§ Task brief
All entries are to be copied verbatim, while the pictures stay out.

§ Dataset entries
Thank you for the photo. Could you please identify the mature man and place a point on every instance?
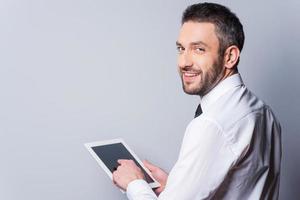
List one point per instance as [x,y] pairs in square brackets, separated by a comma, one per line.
[231,150]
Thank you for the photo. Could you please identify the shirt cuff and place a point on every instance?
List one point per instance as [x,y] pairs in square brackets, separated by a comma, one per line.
[139,189]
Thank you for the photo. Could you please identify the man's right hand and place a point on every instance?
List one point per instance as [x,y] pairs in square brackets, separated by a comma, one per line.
[160,175]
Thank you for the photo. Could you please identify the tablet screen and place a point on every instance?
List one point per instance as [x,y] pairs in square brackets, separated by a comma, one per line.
[110,153]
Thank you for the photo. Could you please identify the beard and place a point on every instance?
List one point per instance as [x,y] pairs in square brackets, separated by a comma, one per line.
[208,80]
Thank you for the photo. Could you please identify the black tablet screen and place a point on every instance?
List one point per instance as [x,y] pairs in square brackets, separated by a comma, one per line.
[110,153]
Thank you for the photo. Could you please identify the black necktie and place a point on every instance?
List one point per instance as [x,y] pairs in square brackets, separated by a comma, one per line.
[198,111]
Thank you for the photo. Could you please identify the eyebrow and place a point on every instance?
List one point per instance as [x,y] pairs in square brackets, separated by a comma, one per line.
[193,43]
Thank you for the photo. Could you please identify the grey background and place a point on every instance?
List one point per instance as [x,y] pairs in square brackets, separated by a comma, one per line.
[79,71]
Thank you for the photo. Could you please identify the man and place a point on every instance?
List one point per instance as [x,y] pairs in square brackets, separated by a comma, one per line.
[233,149]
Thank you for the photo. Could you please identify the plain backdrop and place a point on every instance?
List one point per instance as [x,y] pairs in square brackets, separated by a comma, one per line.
[76,71]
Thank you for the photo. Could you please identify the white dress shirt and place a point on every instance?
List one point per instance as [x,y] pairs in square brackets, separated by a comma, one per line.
[231,151]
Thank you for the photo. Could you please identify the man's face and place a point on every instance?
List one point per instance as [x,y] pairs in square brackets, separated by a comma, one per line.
[199,64]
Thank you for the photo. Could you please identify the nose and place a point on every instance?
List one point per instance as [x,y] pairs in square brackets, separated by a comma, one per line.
[185,60]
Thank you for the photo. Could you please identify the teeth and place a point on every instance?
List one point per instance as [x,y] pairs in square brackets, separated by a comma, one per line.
[190,74]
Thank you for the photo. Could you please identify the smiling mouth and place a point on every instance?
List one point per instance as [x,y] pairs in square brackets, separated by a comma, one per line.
[189,76]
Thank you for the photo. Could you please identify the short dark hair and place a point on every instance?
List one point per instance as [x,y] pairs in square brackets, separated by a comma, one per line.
[229,29]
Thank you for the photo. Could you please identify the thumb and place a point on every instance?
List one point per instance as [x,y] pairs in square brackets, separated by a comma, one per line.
[150,166]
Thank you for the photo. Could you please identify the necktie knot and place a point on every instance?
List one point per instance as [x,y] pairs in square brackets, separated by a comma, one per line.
[198,111]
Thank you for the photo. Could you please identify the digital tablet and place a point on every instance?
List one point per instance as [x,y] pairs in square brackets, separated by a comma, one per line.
[107,153]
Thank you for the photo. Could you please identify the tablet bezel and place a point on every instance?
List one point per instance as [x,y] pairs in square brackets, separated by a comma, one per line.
[90,145]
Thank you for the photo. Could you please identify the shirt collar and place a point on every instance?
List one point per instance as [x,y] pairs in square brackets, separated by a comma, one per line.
[220,89]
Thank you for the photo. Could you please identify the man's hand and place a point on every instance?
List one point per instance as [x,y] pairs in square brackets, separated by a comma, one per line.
[160,175]
[126,172]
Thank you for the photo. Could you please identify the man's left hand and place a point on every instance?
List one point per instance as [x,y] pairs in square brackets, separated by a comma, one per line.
[126,172]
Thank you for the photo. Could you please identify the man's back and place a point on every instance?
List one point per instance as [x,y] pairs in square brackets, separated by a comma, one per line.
[244,162]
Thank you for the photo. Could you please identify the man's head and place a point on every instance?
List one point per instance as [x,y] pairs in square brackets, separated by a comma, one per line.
[209,44]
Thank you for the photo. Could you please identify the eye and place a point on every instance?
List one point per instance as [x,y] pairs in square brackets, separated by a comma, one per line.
[180,49]
[200,49]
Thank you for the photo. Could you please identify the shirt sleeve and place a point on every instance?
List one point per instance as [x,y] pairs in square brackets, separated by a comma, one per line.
[204,161]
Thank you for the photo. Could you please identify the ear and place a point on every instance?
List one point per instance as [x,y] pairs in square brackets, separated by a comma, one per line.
[231,57]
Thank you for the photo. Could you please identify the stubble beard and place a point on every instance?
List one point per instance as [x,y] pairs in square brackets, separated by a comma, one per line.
[207,81]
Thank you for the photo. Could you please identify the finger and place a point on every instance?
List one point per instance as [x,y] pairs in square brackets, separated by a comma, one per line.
[120,161]
[150,166]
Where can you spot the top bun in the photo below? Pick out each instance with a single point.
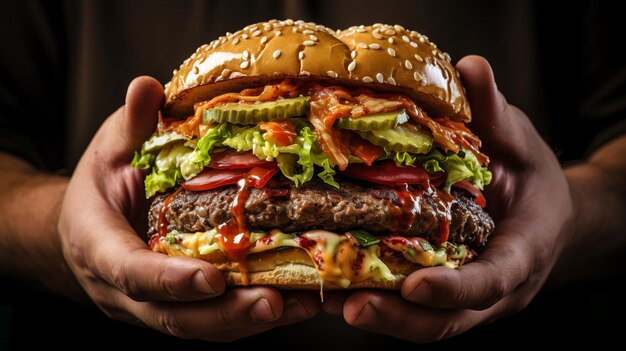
(381, 57)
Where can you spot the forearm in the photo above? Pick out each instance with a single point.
(597, 236)
(29, 244)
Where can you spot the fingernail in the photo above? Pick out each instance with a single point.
(367, 315)
(420, 293)
(261, 311)
(295, 310)
(201, 284)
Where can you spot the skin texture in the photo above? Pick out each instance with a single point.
(541, 234)
(176, 295)
(79, 237)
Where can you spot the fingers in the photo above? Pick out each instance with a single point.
(238, 313)
(388, 313)
(497, 272)
(137, 120)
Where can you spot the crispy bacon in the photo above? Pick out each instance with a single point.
(331, 102)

§ The completed task
Thank you for the photo. Could you please identify the mature man and place a point on every instance?
List one point per instance as [x,y] pairs in square brackets, separated by a comma, one per line.
[231,150]
Thank you for the photo. Could you please identify the shirt cuff and place a point on every instance?
List one point per instance as [x,y] pairs in square brackets, separated by a comma, one per line.
[139,189]
Thank you for the photo. Could you please identify the man's right hand and place a point on every instance?
List one point per instance as [x,y] pairs in square brackets, separated by a comma, one per line.
[160,175]
Thank you for the photo. Could you please identify the tablet screen and place a point on every instance?
List one point per instance as [x,y] pairs in square brackets, separated by a comma, one per line.
[110,153]
Thank you for the photo. Could you please identify the beard and place a point on every instance?
List one point per instance as [x,y] pairs in square brackets, separated by a comma, one per line.
[208,80]
Thank you for the photo. Could you please identify the black tablet screen and place a point on every instance?
List one point per instance as [x,y] pairs in square brackets, separated by a comma, one per line.
[110,153]
Thank you for the photo. Could you please identify the black necktie and place a point on every instance?
List one point per instance as [x,y] pairs in square brackets, separated by a comma, one per line.
[198,111]
Thank you for the photo. Could you please identify the eyebrow and place a point on every instance?
List one point per instance as [x,y] pairs in square brackets, separated by a comma, one per line.
[193,43]
Thank you for the photo. Could you please identify the grey background and place a point on every instance?
List one point per instance as [x,y] pairs in square brackets, separated by a comma, one per line.
[79,71]
Thank you for the photo. Could you please identify the man and place a point on every instance?
List one point per instance as [x,y] pairs in square brackets, separated by a comma, one per line.
[233,149]
Thank you for the photo. Could you please identify the plain backdrop and place a point on every instance?
List one point per instance as [x,y] pairs in square brackets, separated by a comma, one per line.
[76,71]
Thank you for the photo. Could you please identify the white dress shirt and place a point on every instance?
List one point per instance as [x,y] pairs in square brackets, separated by a comma, one per line.
[231,151]
Thank you for the photo. Could you please identify the man's face and place a point on every instance?
List one point per instance as [x,y] pairs in square brackets, separated by a comma, one per line.
[199,64]
Thank you for the photo. Could you please identify the nose and place a point on every instance?
List one point per instance as [x,y] pairs in square brackets, separated by a comma, one per line.
[185,60]
Thank you for the photo. Could you please identify the teeth and place a point on every instance?
List one point per instance as [x,y] pairs in square brackets, separated by a comma, one per line.
[190,74]
Thank you for the photo. Could you please identify the smiling mouth and place a point on every instance?
List one point per instance as [x,y] pairs in square brackets, separated by a comma, one per line.
[189,76]
Thank you for the photo. Could you please identify the short dark hair and place a point on every instance?
List one point per instance as [x,y] pairs in square brackets, separated by a comma, one per line.
[229,29]
Thank you for the photo. Could you please identify the thumb and place a point on every instance?
List one point per instance as [x,y] pairs in square brackets, separated by a comma, one per line.
[150,166]
Thank you for the photo. Could you please identify the necktie knot and place a point on every instance?
List one point per instance as [x,y] pairs in square brackets, separated by a comma, one per line.
[198,111]
Thank you for the photo. Could you please identify the digital tablet and place a point on every instance?
List one point per instance as [x,y] pairs in square brackets, separated by a comma, one per line.
[107,153]
Thank you for the photo. Could you please identify the tablet bezel and place a point on every instance?
List one point per instance as [x,y] pairs in square brackets, separated by a comma, one per line.
[90,145]
Thank you for the photo. Could you please identify the shirt collar and place a point on every instance?
List one point per instance as [x,y] pairs in square brackets, separated by a comma, one per line.
[220,89]
Thank you for the photo. Could you please identify the man's hand and place a point on every instance?
List one point per instance as [x,y] pairs in square brackets, separated by a comma, one per line.
[160,175]
[126,172]
Thank you for the photo. Could you please identify the man's left hand and place a point on every instance?
List one point per instance as [x,y] pairs in square brackets, separated by a comma, one per line.
[126,172]
Thank you for the photo. Could you please identify the man's back and place a point on every instance?
List one point per instance as [x,y] pairs in square brackets, separated by a comma, one per line.
[244,162]
Thank you for the photo. Could you please identify the man's head and place a point on every instance?
List one point per instance as [x,y] pairs in square brackets, separated by a comma, one per line.
[209,44]
Thank you for the photo. Could you please identify the eye and place a point on every instance?
List one point per instance as [x,y] pairs in square brackets, separated by a comma, one per line.
[180,49]
[200,49]
Thank you for the photo. Could you please identify the shirt sleeve and place a point on every instance?
List one point per instance as [x,y] pairs in square brackets, separated by a comma, one per line.
[204,161]
Thank you for the photo. Could you please identify the ear and place a point on every instance?
List one point per instance as [x,y] pairs in square brackets, separated by a comma, one per line.
[231,57]
Thank you for the photo. Could you please identify the stubble beard and place a point on every instance?
List one point per instance as [x,y] pairs in square brackets, separated by a comma, one per line.
[207,81]
Thank you for the photo. Could you please identify the finger and place a point on every instance?
List one point per instance as [x,y] pairs in square brackets, separated by a comma, one per line.
[120,161]
[150,166]
Where can you spot the top bun in the photo below? Pick out each instance with a single point.
(381, 57)
Where can you spot the forearm in the photo above? Pick out each instance with a single point.
(597, 236)
(29, 244)
Where can you spot the fingernail in the photo above? Pick out each instance with a single point.
(367, 315)
(420, 293)
(261, 311)
(295, 310)
(201, 284)
Where can you spot the skin texture in the photo above? Pick out each instance with a single point.
(541, 234)
(176, 295)
(79, 237)
Where can you spot the fingers in the photo above? Pick out each instance with a single point.
(238, 313)
(388, 313)
(497, 272)
(137, 120)
Where can you spot the crispy bacon in the photo above? Pick out each instance with a single point.
(331, 102)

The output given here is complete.